───── DATA SECTION ─────

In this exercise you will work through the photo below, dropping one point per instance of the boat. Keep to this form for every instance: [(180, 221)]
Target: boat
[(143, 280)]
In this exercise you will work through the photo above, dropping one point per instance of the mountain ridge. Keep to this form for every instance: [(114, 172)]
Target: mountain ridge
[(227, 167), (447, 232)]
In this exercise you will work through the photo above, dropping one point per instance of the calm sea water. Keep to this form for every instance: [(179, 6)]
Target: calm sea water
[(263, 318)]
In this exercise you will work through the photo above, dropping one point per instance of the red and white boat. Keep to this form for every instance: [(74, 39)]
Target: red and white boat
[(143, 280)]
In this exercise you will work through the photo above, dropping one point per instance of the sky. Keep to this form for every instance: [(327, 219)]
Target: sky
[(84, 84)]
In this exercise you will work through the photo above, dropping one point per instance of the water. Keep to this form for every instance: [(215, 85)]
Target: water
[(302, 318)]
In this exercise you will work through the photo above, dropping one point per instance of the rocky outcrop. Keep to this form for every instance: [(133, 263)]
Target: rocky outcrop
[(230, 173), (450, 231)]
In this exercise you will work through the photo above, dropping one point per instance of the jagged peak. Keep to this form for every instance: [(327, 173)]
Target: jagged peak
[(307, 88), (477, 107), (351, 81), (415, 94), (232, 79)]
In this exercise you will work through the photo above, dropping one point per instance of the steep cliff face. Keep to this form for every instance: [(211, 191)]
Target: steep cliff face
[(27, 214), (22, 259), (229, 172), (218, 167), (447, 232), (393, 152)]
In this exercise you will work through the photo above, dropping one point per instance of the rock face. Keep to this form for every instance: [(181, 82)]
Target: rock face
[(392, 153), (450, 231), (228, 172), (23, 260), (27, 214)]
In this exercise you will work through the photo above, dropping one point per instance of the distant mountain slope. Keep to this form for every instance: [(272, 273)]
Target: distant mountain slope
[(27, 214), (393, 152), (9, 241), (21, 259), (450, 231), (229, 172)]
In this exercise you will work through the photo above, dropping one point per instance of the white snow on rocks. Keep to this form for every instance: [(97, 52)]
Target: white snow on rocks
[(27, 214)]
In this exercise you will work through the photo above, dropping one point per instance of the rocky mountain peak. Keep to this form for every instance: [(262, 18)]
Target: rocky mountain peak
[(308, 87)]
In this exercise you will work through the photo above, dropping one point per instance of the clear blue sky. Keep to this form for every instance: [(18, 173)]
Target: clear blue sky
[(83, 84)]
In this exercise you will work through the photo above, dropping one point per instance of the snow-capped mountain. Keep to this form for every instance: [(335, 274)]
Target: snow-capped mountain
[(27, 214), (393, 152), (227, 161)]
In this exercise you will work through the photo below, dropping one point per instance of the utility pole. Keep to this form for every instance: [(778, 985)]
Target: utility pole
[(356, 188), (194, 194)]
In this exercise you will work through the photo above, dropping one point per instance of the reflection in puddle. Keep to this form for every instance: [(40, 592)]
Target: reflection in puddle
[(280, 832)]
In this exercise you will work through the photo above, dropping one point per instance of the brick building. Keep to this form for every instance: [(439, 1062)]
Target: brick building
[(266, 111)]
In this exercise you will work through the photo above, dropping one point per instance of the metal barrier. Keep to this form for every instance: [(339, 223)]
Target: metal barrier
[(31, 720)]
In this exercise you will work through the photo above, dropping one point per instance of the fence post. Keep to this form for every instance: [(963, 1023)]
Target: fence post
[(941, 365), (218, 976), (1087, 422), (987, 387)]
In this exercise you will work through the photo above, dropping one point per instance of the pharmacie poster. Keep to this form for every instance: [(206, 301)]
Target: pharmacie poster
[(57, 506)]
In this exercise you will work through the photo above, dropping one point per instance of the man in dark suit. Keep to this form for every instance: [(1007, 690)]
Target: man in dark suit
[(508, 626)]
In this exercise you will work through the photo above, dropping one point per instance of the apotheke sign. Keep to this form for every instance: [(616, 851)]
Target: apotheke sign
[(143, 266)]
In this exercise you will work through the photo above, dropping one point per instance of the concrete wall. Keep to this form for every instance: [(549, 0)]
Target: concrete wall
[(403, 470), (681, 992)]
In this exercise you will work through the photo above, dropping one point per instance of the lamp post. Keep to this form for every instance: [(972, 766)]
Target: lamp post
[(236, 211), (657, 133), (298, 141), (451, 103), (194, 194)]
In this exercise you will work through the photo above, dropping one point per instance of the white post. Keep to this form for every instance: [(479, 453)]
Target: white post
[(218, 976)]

─────

• WORK INSTRUCTIONS
Rewrite the listing above, changing every "Keep to this form" to "Use this format" and leaving everything else the same.

• ANSWER TO THIS PROBLEM
In this exercise you will work through the photo below, dropping one point per instance of the boat. Use this format for every instance: [(180, 221)]
Target: boat
[(143, 280)]
In this exercise you will work through the photo above, dropping one point per instance of the mountain ridge. Use this format for every instance: [(114, 172)]
Target: mountain ridge
[(227, 167), (447, 232)]
In this exercise you will work through the photo above, dropping one point per instance of the calm sea water. Use this format for every instance: [(179, 6)]
Target: calm sea water
[(263, 318)]
In this exercise you will work through the photo above, dropping one point per instance of the red and white boat. Use this format for every instance: [(74, 39)]
Target: red and white boat
[(143, 280)]
In this exercise you will work through the photo above, dropping one point per instance of the sky. Use this format for every instance: [(327, 219)]
Target: sky
[(84, 84)]
In this exercise you will work through the photo above, dropping one point per instance of the water. Use this format for every instance: [(215, 85)]
Target: water
[(302, 318)]
In this exercise you will work through the photo above, dropping one point per instance of the rocky outcrop. Use this format for every instance: [(133, 263)]
Target: rocky outcrop
[(230, 173), (450, 231)]
In this exercise you will work through the photo above, dropping one point per instance of the jagged peak. Use this format for every instance: [(327, 173)]
Target: jagged peak
[(307, 88), (477, 107), (351, 81), (415, 94), (232, 79)]
In this exercise you will work through the photo above, dropping one point per instance of the steep cliff face. Use this format for every instance: [(211, 191)]
Target: steep cliff face
[(27, 214), (22, 259), (229, 172), (218, 167), (447, 232), (393, 152)]
In this exercise you will work through the photo above, dropping one point per instance of the rock face. Use this format for every instance: [(181, 82)]
Target: rock face
[(392, 153), (450, 231), (228, 172), (23, 260), (27, 214)]
In this exercise you will work through the photo above, dropping one point per instance of the distant mountain slope. Use this format for every instance: [(272, 273)]
Target: distant mountain slope
[(27, 214), (393, 152), (9, 241), (21, 259), (450, 231), (229, 172)]
In this exercise you will work through the photo above, dropping one point per instance of the white snow on rocks. Use this format for every instance: [(97, 52)]
Target: white snow on rocks
[(27, 214)]
In this exercise you will work through the photo above, dropping one point per instance of the rocky mountain peak. Use this format for every instance: [(262, 18)]
Target: rocky mountain peak
[(308, 87)]
In this exercise you will work through the photo above, dropping one point per instance of the clear blue sky. Use this format for every instance: [(18, 173)]
Target: clear blue sky
[(83, 84)]
In this exercise you will work through the photo above, dropping one point per instance of the snow-capped mountain. Use this format for every instance: [(335, 274)]
Target: snow-capped mountain
[(27, 214), (393, 152), (227, 161)]
In this exercise you will work through the photo below, dropping one point per instance of the utility pole. Use this format for every instance: [(778, 985)]
Target: utility pole
[(356, 188), (194, 194)]
In this exercise you will work through the photo above, dropping one point per instance of the reflection in puddle. Use this format for every instance: [(40, 592)]
Target: reflection in puddle
[(280, 832)]
In this exercise you will work through the photo above, dropping one point per instance of the brick building. Use this format for every instance: [(439, 1062)]
Target: brick building
[(266, 111)]
In this exercise you will work through the photo above, dropping one point per instance of the metal barrier. Use this format for every instance: [(339, 223)]
Target: metal barrier
[(31, 720)]
In this exercise you will work through the photo above, dropping one point per instance of the fence post. Use this format for every instance: [(963, 1023)]
Target: fence post
[(941, 365), (218, 976), (1087, 422), (987, 387)]
In this exercise you will work through the photo above, dropping one point per instance of the pharmacie poster. Use this format for every instance: [(206, 301)]
Target: pharmacie poster
[(57, 506)]
In this exercise you will work through the photo above, dropping one point per instance of the man in dark suit. Use this format for every instance: [(1007, 690)]
Target: man in dark suit
[(508, 626)]
In this exercise you will work through the photo above, dropping one point per instance of the apotheke sign. Use this format for every instance: [(616, 851)]
Target: apotheke sign
[(143, 266)]
In this exercise you will work through the photo above, dropping one point per instance of the concrete wall. Use this format for every instance: [(549, 0)]
Target: concrete wall
[(403, 470), (681, 992)]
In this exercise you will work through the photo above, dropping one point per instance of the lamp post. Use this format for every instance: [(972, 766)]
Target: lamp post
[(236, 211), (657, 133), (298, 141), (451, 103), (194, 194)]
In this exercise you will work through the photo above, dropping one point per instance of the white post. Use this format for every instance: [(479, 453)]
Target: white post
[(218, 976)]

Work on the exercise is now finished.